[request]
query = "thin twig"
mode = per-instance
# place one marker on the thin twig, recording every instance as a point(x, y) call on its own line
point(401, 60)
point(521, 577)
.....
→ INSTRUKSI ANDA
Salin ulang semua baris pada entri di atas tanpa mengubah satu karakter pun.

→ KELUARAN LENGKAP
[request]
query = "thin twig"
mode = per-instance
# place one marker on the thin twig, recording every instance as a point(x, y) call on its own line
point(401, 60)
point(521, 577)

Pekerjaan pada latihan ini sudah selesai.